• [Problem to solve]
Reproduce every line of the listing below word for word, omitting the pictures.

[START OF Source data]

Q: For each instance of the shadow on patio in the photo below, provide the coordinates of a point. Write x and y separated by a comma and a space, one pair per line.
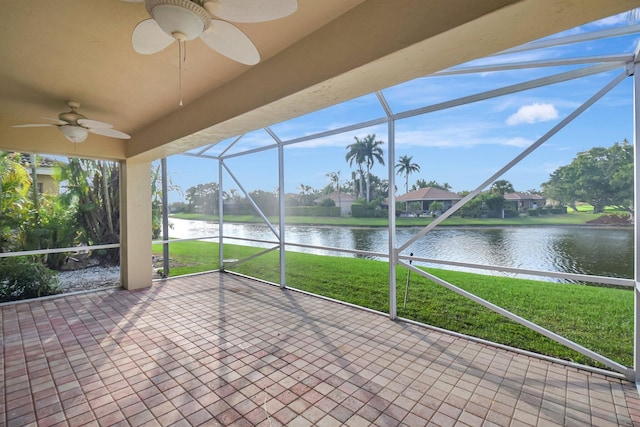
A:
218, 349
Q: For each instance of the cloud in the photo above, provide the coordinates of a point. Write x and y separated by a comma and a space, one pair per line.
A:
533, 113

[END OF Source data]

• [Response to this task]
Q: For each instance of the shadow on patio in the photo below, provide the coordinates of a point. Write x and y separated by a comma and a space, one pair per line.
A:
218, 349
Q: For each instance of the cloud in the photo above, provide the coordinates of a point. Write x and y separated by a comma and a space, one pair per line.
A:
533, 113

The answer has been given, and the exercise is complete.